• PAGE EXTRACT
========

The Division 2 Adds Two Short Missions For People Who Don’t Play For The Loot Grind

A pair of missions that Ubisoft added to The Division 2 this morning are a welcome treat for players like me, who are more excited finding the next audio log in an open-world game than grabbing the next statistically favourable piece of loot.

The missions are, for better or worse, currently exclusive to the game’s year-one season pass, and seem as if they’ll stay that way through March 2020. After that, I hope they’ll be offered to all players, because they’re shaping up to be a pretty cool addition to Ubisoft’s post-disaster Washington, D.C. shooting game.

They’re called Classified Assignments and mix the game’s familiar cover-based shooting with some of the game’s best audio logs and a dash of puzzle-solving. They don’t appear to be particularly lucrative missions for grinding better armour or guns, but there are more than enough activities in this huge game for people who are into that.

Classified Assignments seem built for players who appreciate how a game like this can tuck short stories in its nooks and crannies.

If you have Division 2 and its season pass, you have access to these missions. After logging into the game, you’ll get an alert on your map for the first classified assignment. For me, it was the one set in National Bond Bank in the northern part of the map, though I’m not sure if that’s the one everyone starts with.

A blue icon and a circle around it show the general area of the mission, which the player needs to find. Any veteran Division 2 player knows that you just need to look for pipes, doorways or anything else coloured yellow to find the hidden thing, a technique that works to get to the bank’s entrance.

The mission is brief. You step into a bank occupied by the True Sons enemy faction and engage in shootouts, first in the lobby and then downstairs near the vault and beyond. The shooting is familiar and satisfying, as enemies make a decent effort to flank and fight back.

The novelty is that the designers of the Classified Assignments have placed four audio logs in the mission that tell the story of what people working for the bank did in the lead-up to the biological weapons attack that struck New York City before the first Division and led to the calamity in D.C. as well. The attack involved poisoned paper money, so we’ve got bank managers deciding what to do with potentially contaminated cash, and people running and working for the bank pondering whether to abscond with some of the money before it is quarantined.

The second Classified Assignment is set in a theatre, and uses its scenery and audio logs to tell the story of a by-the-book police captain who tried to use the location as a makeshift holding cell while reinforcing it against rioters.

========

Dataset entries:
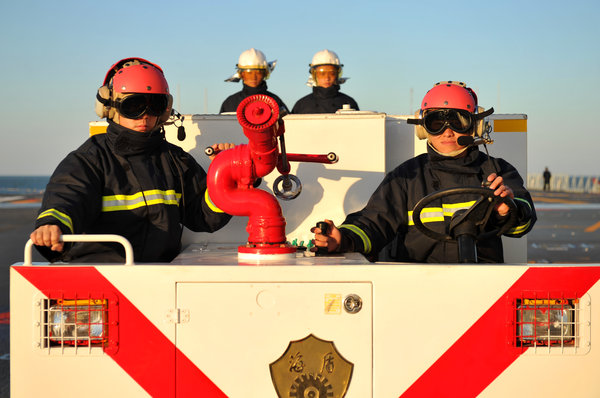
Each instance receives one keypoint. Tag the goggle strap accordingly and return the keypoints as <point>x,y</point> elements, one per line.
<point>103,101</point>
<point>479,116</point>
<point>475,116</point>
<point>414,121</point>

========

• EXERCISE AIM
Rewrite the Division 2 missions article from "They’re called Classified" up to and including "nooks and crannies.", swapping "grinding" for "farming".

• FINAL ANSWER
They’re called Classified Assignments and mix the game’s familiar cover-based shooting with some of the game’s best audio logs and a dash of puzzle-solving. They don’t appear to be particularly lucrative missions for farming better armour or guns, but there are more than enough activities in this huge game for people who are into that.

Classified Assignments seem built for players who appreciate how a game like this can tuck short stories in its nooks and crannies.